QUESTIONS D'ÉTUDE.
1 > Dans la présentation du livre, reprenez mot pour mot tout le passage qui va de « DATE DE PARUTION : 02/02/12 » jusqu'à « sage ou sainte. ».
2 > Résumez la présentation du livre en deux phrases.
3 > D'après la présentation du livre, combien de pages compte l'ouvrage ?
*** EXTRAIT CHOISI ***
Collectif
Nouvelle parution
A. Vauchez, Prophètes et prophétisme

A. Vauchez, Prophètes et prophétisme

Publié le par Marc Escola

Prophètes et prophétisme
André Vauchez

Collectif

DATE DE PARUTION : 02/02/12 EDITEUR : Seuil ISBN : 978-2-02-102820-1 EAN : 9782021028201 PRÉSENTATION : Broché NB. DE PAGES : 496 p.


Qu'est-ce qu'un prophète ? Un terrifiant oiseau de mauvais augure ? Une voix qui crie la bonne nouvelle dans le désert ? Derrière ce lien privilégié entretenu avec l'avenir, la définition du prophétisme est d'autant plus floue qu'elle varie selon les époques et les cultures, et même selon les religions. Dans une vaste synthèse diachronique et transcontinentale, André Vauchez et son équipe ont choisi de se concentrer sur la figure du prophète de tradition chrétienne, homme de l'attente avant toute chose, personnalité plus charismatique que réellement sage ou sainte.
*** JEU DE DONNÉES ***
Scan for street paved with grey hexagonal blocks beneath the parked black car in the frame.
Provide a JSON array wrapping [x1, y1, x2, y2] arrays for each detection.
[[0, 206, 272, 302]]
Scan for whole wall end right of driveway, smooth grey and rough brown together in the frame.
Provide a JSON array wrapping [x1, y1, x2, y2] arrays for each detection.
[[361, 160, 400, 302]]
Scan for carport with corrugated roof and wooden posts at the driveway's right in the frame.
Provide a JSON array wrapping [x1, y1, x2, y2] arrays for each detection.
***
CORRIGÉ.
1 >
DATE DE PARUTION : 02/02/12 EDITEUR : Seuil ISBN : 978-2-02-102820-1 EAN : 9782021028201 PRÉSENTATION : Broché NB. DE PAGES : 496 p.


Qu'est-ce qu'un prophète ? Un terrifiant oiseau de mauvais augure ? Une voix qui crie la bonne nouvelle dans le désert ? Derrière ce lien privilégié entretenu avec l'avenir, la définition du prophétisme est d'autant plus floue qu'elle varie selon les époques et les cultures, et même selon les religions. Dans une vaste synthèse diachronique et transcontinentale, André Vauchez et son équipe ont choisi de se concentrer sur la figure du prophète de tradition chrétienne, homme de l'attente avant toute chose, personnalité plus charismatique que réellement sage ou sainte.

2 > Prophètes et prophétisme, un ouvrage collectif dirigé par André Vauchez, est paru au Seuil le 02/02/12 et compte 496 pages. André Vauchez et son équipe y étudient la figure du prophète de tradition chrétienne, dont la définition change selon les époques, les cultures et même les religions.

3 > 496 pages.